■ SELECTED EXCERPT

Based on how we have defined CPU state so far in the series, this is what implementing Jolt's version of division looks like in Lean. Each line represents a Jolt ISA instruction, which behind the scenes is an imperative program that steps the Jolt CPU one step.

def jolt_div (rs2 rs1 rd : regidx)
    (quotient rem_abs : BitVec 64) : JoltMonad ExecutionResult := do
  let _ ← vreg_advice 0 quotient                      -- VirtualAdvice v0, 0    (quotient)
  let _ ← vreg_advice 1 rem_abs                       -- VirtualAdvice v1, 0    (|remainder|)
  let _ ← vreg_assert_valid_div0 rs2 0                -- VirtualAssertValidDiv0 rs2, v0, 0
  let _ ← vreg_change_divisor 2 rs1 rs2               -- VirtualChangeDivisor   v2, rs1, rs2
  let _ ← vreg_MULH 3 0 2                             -- MULH                   v3, v0, v2
  let _ ← vreg_MUL 4 0 2                              -- MUL                    v4, v0, v2
  let _ ← vreg_SRAI 5 4 63                            -- SRAI                   v5, v4, 63
  let _ ← vreg_assert_eq 3 5                          -- VirtualAssertEQ        v3, v5, 0
  let _ ← vreg_SRAI_from_real 3 rs1 63                -- SRAI                   v3, rs1, 63
  let _ ← vreg_XOR 5 1 3                              -- XOR                    v5, v1, v3
  let _ ← vreg_SUB 5 5 3                              -- SUB                    v5, v5, v3
  let _ ← vreg_ADD 4 4 5                              -- ADD                    v4, v4, v5
  let _ ← vreg_assert_eq_real 4 rs1                   -- VirtualAssertEQ        v4, rs1, 0
  let _ ← vreg_SRAI 3 2 63                            -- SRAI                   v3, v2, 63
  let _ ← vreg_XOR 5 2 3                              -- XOR                    v5, v2, v3
  let _ ← vreg_SUB 5 5 3                              -- SUB                    v5, v5, v3
  let _ ← vreg_assert_valid_unsigned_remainder 1 5    -- VirtualAssertValidUnsignedRemainder v1, v5, 0
  vreg_ADDI_to_real rd 0 0                            -- ADDI                   rd, v0, 0   (move quotient)

The completeness theorem against the trusted transpilation looks like the following:

theorem jolt_div_concrete (rs2 rs1 rd : regidx)
    (hrd : rd ≠ regidx.Regidx 0) (js : SailJoltState) (hwf : WellFormed js)
    (dividend divisor : BitVec 64)
    (hrs1 : rX_bits rs1 js.sail = .ok dividend js.sail)
    (hrs2 : rX_bits rs2 js.sail = .ok divisor js.sail) :
    projectResult (
                    (jolt_div rs2 rs1 rd
                      (sail_div_value dividend divisor false) -- Correct quotient
                      (bv_abs (sail_rem_value dividend divisor false)) -- Correct Remainder
                    ).run js
                 )

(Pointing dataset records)
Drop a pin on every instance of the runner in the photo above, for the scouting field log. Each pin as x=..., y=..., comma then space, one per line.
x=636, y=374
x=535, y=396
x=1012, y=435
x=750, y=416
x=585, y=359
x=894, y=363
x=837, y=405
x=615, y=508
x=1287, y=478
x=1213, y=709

■ THE TASKS
• a. In the Lean division excerpt, what does each line of the implementation represent?
• b. Reproduce the Lean division excerpt from the words "The completeness theorem" through "divisor : BitVec 64)", renaming "completeness theorem" to "correctness theorem".

■ EXERCISE RESULTS
• a. Each line represents a Jolt ISA instruction, which behind the scenes is an imperative program that steps the Jolt CPU one step.

• b.
The correctness theorem against the trusted transpilation looks like the following:

theorem jolt_div_concrete (rs2 rs1 rd : regidx)
    (hrd : rd ≠ regidx.Regidx 0) (js : SailJoltState) (hwf : WellFormed js)
    (dividend divisor : BitVec 64)